TASK GOAL> Copy out each line of the items below that contains the string "mounted".

DATA SECTION>
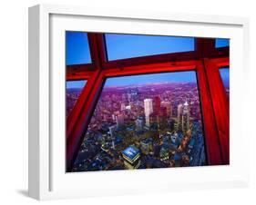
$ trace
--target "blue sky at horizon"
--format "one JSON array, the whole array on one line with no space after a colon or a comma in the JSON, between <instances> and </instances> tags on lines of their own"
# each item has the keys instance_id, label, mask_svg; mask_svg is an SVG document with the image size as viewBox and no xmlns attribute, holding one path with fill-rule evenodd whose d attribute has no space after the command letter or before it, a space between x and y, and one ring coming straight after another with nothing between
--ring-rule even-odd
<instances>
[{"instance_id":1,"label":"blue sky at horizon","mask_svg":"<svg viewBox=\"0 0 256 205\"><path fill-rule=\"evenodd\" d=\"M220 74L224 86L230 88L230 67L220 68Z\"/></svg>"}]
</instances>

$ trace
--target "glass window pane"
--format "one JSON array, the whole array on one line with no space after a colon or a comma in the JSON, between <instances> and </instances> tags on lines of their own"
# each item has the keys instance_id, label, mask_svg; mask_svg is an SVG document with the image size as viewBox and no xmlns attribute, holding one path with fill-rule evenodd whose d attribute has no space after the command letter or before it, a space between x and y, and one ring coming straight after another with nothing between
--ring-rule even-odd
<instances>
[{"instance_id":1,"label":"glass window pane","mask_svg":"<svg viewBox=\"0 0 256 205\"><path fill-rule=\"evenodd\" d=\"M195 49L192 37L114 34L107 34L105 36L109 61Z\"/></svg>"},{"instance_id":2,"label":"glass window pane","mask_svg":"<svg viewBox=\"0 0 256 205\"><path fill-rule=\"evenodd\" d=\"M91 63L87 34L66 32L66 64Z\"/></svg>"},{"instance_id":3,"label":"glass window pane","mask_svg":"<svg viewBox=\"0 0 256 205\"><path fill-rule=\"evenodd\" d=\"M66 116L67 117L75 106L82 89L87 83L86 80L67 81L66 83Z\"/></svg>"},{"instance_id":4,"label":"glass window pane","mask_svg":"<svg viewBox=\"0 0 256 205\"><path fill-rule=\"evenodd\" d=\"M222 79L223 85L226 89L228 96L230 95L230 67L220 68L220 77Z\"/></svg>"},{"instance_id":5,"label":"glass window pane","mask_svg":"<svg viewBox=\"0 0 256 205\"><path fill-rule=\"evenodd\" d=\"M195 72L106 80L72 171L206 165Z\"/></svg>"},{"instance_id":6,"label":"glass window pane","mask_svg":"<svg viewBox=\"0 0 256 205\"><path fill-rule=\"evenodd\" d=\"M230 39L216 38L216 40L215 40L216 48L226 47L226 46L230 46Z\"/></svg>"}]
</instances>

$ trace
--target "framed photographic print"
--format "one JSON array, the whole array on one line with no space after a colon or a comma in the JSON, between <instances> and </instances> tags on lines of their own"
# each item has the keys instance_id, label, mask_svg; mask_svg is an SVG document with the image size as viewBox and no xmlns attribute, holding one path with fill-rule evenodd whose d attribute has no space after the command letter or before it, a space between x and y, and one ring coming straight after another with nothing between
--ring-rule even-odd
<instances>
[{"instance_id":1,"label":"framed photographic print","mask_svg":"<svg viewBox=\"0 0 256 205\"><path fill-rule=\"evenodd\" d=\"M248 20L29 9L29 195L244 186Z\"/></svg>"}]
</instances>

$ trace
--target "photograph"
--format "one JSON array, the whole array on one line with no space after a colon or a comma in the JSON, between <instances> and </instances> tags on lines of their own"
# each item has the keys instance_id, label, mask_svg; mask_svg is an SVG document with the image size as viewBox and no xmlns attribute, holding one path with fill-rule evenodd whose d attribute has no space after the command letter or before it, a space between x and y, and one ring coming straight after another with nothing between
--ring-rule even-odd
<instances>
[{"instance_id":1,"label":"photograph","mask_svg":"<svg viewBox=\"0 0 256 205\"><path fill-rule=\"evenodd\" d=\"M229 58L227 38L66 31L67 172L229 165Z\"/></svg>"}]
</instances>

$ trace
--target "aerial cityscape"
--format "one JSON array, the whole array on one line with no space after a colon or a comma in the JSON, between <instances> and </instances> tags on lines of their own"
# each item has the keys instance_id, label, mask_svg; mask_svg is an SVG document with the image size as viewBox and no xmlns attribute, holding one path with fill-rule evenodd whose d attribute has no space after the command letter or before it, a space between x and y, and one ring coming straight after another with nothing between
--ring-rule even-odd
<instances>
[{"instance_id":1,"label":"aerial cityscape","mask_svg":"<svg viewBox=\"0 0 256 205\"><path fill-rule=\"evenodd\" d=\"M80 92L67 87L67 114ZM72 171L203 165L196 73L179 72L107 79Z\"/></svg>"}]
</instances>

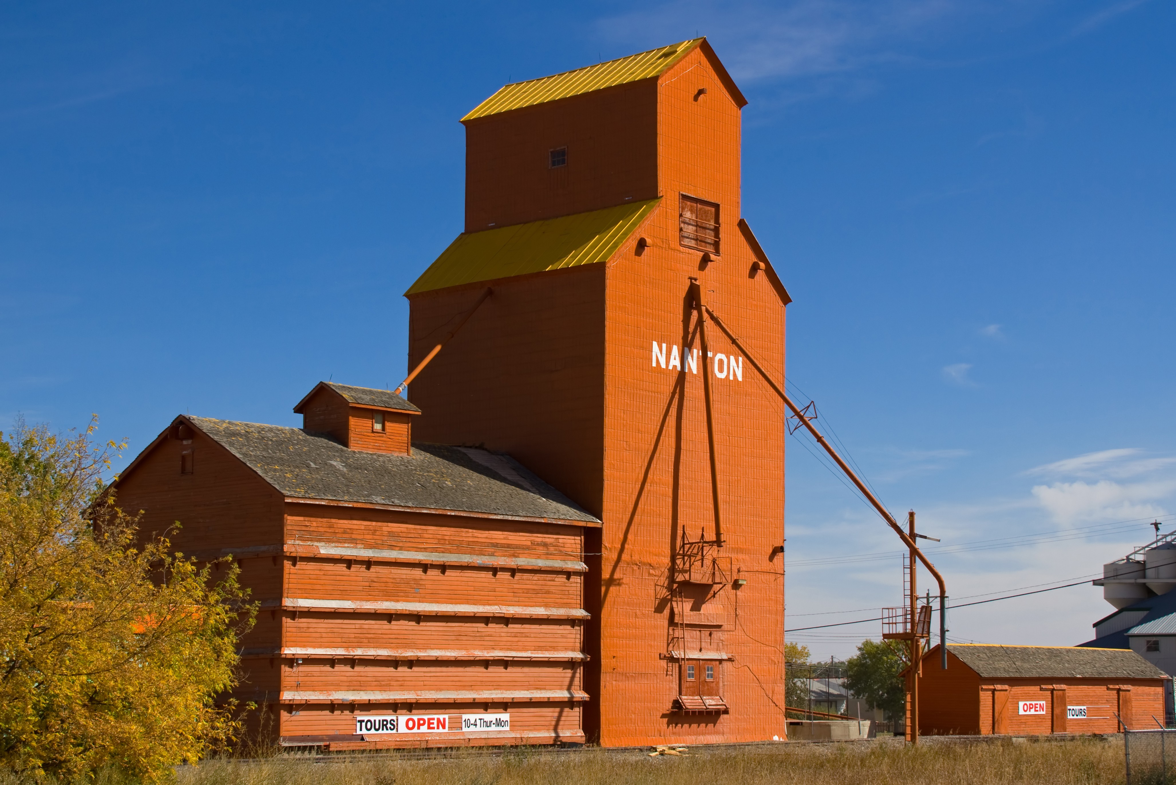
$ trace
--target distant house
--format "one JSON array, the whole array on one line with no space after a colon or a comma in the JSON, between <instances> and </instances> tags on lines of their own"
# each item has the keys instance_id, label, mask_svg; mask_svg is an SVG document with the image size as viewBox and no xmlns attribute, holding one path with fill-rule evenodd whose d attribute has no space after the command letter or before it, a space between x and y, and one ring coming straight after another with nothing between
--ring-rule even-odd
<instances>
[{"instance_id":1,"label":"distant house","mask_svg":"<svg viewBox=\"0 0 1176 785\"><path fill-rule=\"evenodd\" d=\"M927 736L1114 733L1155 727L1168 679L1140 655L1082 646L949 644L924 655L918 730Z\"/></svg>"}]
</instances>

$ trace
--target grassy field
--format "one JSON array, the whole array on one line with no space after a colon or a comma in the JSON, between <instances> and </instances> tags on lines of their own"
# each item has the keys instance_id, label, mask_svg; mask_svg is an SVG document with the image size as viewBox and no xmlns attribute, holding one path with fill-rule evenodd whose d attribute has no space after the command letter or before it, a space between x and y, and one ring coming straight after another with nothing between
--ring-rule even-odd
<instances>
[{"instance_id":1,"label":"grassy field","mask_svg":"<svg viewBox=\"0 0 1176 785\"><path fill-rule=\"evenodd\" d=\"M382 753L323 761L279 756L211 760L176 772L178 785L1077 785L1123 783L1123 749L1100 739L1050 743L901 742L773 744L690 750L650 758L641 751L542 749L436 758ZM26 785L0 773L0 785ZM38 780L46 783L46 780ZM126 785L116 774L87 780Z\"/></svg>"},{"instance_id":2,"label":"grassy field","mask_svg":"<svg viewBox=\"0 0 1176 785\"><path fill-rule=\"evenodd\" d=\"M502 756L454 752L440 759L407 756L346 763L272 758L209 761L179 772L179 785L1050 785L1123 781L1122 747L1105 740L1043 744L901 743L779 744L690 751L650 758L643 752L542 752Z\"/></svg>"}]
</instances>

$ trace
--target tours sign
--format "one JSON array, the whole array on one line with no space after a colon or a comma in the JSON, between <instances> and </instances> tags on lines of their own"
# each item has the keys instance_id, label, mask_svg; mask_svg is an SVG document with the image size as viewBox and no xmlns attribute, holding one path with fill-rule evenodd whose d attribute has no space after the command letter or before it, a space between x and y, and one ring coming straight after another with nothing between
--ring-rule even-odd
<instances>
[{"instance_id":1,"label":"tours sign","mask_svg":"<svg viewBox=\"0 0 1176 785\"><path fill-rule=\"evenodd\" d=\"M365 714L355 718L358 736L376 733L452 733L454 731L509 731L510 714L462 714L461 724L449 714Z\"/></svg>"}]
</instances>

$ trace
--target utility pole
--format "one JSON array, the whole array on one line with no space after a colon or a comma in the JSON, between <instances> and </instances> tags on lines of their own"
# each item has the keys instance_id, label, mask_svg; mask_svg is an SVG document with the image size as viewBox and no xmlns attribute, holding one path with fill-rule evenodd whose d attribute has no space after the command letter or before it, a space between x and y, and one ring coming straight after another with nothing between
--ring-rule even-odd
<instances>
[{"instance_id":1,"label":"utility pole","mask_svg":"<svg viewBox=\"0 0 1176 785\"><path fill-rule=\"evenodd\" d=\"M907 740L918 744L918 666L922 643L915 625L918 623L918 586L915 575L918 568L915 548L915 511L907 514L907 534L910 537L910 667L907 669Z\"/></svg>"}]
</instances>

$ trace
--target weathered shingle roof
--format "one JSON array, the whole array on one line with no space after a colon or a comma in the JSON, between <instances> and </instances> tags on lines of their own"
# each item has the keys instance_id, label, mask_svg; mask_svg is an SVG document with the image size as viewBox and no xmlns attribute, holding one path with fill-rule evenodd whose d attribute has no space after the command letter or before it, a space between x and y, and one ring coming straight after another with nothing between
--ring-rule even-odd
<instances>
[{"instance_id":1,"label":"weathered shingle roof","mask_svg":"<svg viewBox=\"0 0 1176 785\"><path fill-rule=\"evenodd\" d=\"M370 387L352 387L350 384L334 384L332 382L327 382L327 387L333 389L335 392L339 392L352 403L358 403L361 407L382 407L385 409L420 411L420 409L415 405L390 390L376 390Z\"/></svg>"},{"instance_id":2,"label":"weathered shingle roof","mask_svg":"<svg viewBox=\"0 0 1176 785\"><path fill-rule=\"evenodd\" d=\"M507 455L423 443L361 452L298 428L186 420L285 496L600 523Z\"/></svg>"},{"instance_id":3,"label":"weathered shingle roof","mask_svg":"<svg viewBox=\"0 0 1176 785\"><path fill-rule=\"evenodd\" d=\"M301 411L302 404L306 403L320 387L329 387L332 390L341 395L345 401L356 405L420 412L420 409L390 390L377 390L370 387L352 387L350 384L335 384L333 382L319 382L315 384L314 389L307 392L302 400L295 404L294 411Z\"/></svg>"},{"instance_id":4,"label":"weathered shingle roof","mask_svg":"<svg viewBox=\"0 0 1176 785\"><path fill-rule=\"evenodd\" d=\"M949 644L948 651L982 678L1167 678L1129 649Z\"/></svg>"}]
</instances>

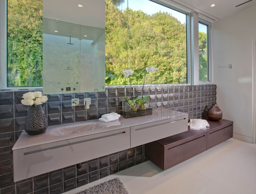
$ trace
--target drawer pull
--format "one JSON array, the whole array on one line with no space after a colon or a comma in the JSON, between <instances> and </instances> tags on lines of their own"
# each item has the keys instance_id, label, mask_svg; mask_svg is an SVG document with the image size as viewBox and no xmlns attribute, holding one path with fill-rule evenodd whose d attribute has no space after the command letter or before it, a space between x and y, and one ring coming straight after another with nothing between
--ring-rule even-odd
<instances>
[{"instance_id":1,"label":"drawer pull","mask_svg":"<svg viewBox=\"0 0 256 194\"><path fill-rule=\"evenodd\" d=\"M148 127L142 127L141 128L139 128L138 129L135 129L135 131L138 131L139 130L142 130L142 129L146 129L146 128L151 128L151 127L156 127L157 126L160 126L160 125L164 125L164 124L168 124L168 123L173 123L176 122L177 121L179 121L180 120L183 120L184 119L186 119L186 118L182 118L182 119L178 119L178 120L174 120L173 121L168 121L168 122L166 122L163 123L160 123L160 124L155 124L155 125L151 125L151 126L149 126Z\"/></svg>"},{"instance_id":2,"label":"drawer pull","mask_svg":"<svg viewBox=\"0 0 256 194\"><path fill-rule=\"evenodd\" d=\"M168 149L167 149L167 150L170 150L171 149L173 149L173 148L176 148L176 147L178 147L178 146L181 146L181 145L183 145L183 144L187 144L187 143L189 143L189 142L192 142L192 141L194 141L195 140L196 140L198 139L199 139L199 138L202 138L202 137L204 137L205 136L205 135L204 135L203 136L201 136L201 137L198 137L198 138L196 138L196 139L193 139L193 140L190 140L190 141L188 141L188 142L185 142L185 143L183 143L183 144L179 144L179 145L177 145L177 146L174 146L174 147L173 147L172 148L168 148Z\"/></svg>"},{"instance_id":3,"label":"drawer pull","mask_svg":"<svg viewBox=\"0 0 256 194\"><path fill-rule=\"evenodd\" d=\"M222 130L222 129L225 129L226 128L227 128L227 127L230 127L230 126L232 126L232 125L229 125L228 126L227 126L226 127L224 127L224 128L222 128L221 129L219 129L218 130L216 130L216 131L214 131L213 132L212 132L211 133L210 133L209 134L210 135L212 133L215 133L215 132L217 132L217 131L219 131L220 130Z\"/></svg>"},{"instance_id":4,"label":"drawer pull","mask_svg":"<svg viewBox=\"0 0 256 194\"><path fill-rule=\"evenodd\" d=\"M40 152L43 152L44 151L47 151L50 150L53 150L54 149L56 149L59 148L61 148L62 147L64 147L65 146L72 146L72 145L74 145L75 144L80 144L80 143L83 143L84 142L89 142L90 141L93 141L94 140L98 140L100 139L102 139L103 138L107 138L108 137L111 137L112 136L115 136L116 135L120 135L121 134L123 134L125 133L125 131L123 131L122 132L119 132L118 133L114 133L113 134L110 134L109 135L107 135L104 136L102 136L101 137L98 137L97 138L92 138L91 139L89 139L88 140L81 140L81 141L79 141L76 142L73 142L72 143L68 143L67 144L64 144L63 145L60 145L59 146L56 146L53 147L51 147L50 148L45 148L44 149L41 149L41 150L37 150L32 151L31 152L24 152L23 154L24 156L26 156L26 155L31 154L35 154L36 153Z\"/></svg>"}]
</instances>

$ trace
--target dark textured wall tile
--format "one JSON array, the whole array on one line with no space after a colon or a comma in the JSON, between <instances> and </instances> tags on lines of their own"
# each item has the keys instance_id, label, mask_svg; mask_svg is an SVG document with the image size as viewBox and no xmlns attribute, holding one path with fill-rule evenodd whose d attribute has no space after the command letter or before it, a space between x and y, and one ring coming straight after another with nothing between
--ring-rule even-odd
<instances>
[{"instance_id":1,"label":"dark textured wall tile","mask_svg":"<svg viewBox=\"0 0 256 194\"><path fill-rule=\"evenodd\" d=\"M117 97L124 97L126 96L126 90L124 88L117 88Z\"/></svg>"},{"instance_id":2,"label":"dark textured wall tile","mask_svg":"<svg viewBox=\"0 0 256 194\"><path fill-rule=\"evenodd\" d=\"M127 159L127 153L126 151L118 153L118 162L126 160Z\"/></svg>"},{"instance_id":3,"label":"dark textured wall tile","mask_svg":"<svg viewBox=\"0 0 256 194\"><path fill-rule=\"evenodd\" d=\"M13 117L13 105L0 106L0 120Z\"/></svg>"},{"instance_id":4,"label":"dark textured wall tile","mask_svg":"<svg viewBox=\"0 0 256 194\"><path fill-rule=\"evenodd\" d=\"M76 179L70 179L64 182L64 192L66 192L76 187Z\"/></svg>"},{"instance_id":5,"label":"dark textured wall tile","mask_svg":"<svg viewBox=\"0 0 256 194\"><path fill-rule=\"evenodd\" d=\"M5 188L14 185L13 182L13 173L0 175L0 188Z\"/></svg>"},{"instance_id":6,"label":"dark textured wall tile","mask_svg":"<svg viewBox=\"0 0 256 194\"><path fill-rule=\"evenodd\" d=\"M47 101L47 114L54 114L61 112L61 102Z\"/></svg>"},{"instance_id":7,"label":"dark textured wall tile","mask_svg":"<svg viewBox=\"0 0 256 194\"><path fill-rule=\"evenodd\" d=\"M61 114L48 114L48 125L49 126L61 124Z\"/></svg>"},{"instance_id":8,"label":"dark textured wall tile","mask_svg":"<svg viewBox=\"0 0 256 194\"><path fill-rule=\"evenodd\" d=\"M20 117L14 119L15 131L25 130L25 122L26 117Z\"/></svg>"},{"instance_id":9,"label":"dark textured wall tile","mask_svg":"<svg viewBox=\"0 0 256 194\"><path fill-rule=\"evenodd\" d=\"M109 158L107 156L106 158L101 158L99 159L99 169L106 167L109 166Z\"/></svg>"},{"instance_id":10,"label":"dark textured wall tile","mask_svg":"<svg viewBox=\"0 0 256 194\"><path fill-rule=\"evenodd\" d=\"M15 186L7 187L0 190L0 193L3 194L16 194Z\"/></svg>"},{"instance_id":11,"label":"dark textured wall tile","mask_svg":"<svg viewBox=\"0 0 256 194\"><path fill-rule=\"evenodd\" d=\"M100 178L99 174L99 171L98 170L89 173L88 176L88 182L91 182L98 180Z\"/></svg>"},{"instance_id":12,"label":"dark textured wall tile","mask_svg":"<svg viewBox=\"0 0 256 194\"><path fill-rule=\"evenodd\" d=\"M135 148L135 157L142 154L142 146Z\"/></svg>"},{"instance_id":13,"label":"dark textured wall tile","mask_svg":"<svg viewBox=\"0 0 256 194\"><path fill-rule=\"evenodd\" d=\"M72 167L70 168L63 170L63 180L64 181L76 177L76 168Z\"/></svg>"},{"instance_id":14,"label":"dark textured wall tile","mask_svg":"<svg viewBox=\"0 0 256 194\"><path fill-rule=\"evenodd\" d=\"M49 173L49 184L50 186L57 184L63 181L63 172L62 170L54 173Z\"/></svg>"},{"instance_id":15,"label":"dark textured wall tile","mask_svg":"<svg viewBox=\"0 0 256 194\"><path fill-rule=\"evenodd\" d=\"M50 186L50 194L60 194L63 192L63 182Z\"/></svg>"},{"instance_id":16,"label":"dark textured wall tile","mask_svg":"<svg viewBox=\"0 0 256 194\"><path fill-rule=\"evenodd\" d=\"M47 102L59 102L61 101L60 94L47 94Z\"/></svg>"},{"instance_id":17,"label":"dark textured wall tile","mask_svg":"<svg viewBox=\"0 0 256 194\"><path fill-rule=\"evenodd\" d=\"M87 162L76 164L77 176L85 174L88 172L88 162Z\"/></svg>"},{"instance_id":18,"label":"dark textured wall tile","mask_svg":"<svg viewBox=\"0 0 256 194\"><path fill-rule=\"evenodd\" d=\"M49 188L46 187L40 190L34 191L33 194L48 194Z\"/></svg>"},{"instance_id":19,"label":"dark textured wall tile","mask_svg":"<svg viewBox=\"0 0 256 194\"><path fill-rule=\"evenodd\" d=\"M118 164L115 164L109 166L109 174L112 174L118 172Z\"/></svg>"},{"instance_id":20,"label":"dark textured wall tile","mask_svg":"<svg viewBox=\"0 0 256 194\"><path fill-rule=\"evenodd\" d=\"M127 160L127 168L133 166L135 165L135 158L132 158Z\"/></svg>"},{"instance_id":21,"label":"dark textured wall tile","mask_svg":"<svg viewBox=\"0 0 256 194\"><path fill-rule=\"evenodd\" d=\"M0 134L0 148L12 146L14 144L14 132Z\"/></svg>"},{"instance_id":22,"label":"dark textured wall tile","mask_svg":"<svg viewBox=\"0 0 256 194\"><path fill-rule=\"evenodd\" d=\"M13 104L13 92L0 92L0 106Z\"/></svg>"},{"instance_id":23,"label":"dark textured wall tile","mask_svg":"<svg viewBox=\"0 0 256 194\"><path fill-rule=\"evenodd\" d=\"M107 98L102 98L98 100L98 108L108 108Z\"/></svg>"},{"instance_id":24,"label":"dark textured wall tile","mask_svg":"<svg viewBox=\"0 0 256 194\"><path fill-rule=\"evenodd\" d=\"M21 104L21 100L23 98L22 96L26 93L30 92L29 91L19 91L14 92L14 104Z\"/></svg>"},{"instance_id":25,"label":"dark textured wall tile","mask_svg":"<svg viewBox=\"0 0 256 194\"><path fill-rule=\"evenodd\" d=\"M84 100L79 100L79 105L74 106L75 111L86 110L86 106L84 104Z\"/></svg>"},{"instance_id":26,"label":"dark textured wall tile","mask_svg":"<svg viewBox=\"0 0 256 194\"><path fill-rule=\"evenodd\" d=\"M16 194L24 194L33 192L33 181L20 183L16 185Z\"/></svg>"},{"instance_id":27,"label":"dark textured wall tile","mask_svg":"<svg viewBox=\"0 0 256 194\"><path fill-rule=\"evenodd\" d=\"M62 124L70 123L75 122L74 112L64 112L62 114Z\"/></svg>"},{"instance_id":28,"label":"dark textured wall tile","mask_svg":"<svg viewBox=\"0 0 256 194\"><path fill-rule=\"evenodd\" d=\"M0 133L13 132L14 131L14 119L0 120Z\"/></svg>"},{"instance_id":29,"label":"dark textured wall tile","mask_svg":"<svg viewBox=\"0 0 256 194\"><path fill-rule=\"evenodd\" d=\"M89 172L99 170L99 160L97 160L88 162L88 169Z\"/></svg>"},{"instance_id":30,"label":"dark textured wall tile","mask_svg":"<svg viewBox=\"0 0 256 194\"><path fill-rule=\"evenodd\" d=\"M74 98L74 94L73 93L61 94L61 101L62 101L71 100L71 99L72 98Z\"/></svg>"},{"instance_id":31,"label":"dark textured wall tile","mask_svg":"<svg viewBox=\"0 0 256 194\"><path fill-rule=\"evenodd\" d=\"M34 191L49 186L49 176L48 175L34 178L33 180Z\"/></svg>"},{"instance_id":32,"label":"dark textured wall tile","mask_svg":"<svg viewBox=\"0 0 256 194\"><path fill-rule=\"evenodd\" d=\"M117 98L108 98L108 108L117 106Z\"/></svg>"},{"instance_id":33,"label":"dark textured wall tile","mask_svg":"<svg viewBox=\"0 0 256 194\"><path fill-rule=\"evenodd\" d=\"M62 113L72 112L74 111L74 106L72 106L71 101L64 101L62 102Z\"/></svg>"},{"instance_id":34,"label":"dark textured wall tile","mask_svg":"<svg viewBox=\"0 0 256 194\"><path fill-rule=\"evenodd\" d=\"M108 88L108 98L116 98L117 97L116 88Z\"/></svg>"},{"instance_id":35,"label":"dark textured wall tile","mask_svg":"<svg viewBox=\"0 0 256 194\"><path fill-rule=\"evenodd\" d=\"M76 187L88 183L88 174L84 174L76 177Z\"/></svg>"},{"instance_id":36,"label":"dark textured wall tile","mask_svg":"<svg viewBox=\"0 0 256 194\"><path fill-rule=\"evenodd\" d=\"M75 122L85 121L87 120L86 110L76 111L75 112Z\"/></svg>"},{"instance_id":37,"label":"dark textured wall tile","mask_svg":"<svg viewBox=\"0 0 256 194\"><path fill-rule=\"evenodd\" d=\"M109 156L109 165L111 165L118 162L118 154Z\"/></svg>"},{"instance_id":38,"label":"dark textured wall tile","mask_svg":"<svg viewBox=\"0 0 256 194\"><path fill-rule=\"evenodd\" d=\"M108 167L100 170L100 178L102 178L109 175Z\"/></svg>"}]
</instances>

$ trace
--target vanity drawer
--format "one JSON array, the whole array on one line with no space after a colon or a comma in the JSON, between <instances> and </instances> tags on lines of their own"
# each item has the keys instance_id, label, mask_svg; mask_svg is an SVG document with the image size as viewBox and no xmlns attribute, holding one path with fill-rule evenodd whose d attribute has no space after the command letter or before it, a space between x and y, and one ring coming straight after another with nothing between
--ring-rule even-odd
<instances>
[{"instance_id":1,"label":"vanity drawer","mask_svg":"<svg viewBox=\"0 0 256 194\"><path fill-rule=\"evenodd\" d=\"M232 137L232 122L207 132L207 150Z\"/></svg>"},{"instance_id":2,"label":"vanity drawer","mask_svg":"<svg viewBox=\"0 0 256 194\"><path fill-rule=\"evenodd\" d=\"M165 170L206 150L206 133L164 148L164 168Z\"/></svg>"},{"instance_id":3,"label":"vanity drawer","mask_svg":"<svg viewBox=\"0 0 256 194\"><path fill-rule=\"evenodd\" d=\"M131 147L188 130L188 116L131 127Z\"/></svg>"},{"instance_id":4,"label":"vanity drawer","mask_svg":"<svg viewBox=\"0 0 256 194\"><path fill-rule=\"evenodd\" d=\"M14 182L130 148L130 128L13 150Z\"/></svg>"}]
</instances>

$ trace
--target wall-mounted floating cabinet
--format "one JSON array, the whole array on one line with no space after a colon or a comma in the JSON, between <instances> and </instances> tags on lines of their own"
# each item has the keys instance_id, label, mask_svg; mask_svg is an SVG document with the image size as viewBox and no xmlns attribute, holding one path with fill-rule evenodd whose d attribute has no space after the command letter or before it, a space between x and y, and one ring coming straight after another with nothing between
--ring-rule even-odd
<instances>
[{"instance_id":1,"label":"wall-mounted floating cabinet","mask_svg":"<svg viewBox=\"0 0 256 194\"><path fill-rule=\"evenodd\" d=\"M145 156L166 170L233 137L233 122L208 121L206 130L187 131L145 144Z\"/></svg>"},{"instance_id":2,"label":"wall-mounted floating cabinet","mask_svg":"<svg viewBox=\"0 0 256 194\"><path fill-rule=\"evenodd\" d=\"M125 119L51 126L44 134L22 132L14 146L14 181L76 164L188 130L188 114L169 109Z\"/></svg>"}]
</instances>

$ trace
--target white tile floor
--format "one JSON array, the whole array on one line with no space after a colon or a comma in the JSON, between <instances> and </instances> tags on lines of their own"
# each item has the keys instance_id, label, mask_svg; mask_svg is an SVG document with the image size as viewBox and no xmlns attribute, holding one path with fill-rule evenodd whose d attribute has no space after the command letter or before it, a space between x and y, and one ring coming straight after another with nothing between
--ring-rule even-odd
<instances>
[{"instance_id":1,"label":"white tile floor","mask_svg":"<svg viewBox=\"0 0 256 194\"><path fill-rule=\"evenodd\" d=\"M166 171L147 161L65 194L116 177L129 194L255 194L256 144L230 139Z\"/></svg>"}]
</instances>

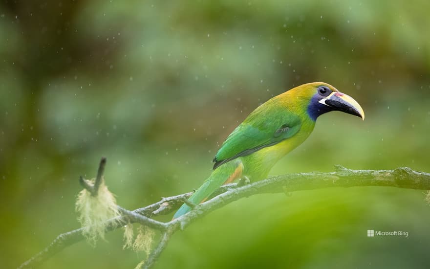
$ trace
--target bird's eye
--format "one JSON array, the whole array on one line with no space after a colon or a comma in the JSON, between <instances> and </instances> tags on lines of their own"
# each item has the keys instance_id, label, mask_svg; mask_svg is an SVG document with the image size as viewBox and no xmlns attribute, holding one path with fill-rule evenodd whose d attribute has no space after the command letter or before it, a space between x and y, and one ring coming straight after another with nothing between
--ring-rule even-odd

RESPONSE TO THE TASK>
--target wall-mounted floating cabinet
[{"instance_id":1,"label":"wall-mounted floating cabinet","mask_svg":"<svg viewBox=\"0 0 256 194\"><path fill-rule=\"evenodd\" d=\"M145 156L166 170L233 137L233 122L208 121L206 130L187 131L145 144Z\"/></svg>"},{"instance_id":2,"label":"wall-mounted floating cabinet","mask_svg":"<svg viewBox=\"0 0 256 194\"><path fill-rule=\"evenodd\" d=\"M125 119L51 126L44 134L22 132L14 146L14 181L76 164L188 130L188 114L169 109Z\"/></svg>"}]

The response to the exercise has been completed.